• [EXERCISE TASK]: Copy the records below word for word, and leave the pictures out of your copy.
╔══
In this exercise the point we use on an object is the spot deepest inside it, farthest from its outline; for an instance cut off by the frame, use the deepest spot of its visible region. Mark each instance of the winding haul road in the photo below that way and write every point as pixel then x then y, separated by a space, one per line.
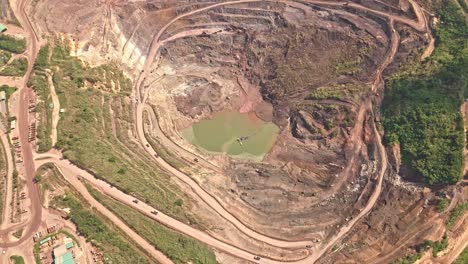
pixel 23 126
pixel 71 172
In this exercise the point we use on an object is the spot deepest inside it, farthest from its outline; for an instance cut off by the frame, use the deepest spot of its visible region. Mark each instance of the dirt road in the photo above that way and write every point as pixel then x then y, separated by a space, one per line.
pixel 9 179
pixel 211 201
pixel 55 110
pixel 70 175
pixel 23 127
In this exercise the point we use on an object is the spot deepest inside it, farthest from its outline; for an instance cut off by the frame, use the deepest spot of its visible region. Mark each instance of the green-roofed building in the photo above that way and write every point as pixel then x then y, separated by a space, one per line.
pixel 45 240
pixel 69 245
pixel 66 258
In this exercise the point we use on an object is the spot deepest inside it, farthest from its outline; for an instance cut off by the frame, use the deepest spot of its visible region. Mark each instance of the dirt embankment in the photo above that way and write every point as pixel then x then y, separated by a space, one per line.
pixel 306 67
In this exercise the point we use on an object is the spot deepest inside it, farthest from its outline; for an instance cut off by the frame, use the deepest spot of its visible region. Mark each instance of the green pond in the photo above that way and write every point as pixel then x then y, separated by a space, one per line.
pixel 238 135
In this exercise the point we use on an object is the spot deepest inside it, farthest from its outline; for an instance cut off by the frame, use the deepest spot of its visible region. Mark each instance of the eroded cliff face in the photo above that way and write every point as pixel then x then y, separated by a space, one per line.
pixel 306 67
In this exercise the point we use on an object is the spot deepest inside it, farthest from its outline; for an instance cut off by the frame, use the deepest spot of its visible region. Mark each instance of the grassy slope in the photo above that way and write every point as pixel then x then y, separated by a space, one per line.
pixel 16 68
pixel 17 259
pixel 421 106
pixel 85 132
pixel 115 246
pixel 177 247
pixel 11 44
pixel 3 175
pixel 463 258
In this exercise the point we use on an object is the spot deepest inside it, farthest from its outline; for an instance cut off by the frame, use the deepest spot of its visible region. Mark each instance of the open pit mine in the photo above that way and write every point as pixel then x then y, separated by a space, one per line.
╚══
• [WRITTEN SOLUTION]:
In this exercise the point we use on an object is the spot deepest inside it, farthest from its outline; for an instance cut off by the frame, use the deepest spot of its visible region. Mark each instance of the winding haul road in the photo below that way and write every point as pixel then x then y, separated by a space, one per line.
pixel 23 126
pixel 71 172
In this exercise the point we use on an object is the spot deepest inside it, farthest from its outline; for an instance cut off by the frame, use the deepest spot of its visible region. Mark each instance of the dirt road in the photo above that way and write every point as pixel then x then y, separated by a space, one per line.
pixel 9 179
pixel 211 201
pixel 55 110
pixel 70 175
pixel 23 127
In this exercise the point we use on an object is the spot deepest inside it, farthest from its outline; for an instance cut off by the frame, use the deepest spot of its visible region. Mark each instance of the green-roofed building in the photo above that way and write every point as pixel then x then y, separated by a space, one per line.
pixel 45 240
pixel 69 245
pixel 66 258
In this exercise the point we use on an object is the spot deepest inside it, farthest from its outline; for an instance cut off by the frame, use the deepest spot of its visible region. Mark each instance of the dirt embankment in the photo above that way and write every point as pixel then x then y, separated by a space, one per line.
pixel 306 67
In this exercise the point we use on an object is the spot deepest inside it, farthest from its outline; for an instance cut off by the frame, use the deepest spot of its visible region. Mark each instance of the green pond in the photo above that way and write every point as pixel then x then y, separated by a space, one per line.
pixel 238 135
In this exercise the point we use on an object is the spot deepest inside it, farthest from its outline; for an instance cut off by the frame, use the deepest spot of its visible region. Mark each instance of the eroded cliff face in the photo above that way and write every point as pixel then x then y, separated by a space, one per line.
pixel 306 67
In this exercise the point we use on an object is the spot deepest inside it, farthest from its outline; for an instance cut off by the frame, use the deepest spot of its visible region. Mark each instance of the grassy slope in the photo above that way and write every point as pixel then x then y, separated by a space, one per line.
pixel 16 68
pixel 17 259
pixel 421 106
pixel 85 132
pixel 115 246
pixel 177 247
pixel 11 44
pixel 3 175
pixel 463 258
In this exercise the point we use on an object is the spot deepest inside it, farthest from its outline; for an instance cut off by the frame, use the deepest spot of its visible region. Mark each instance of the open pit mine in the photo above that way and write every point as pixel then x then y, separated by a space, one per line.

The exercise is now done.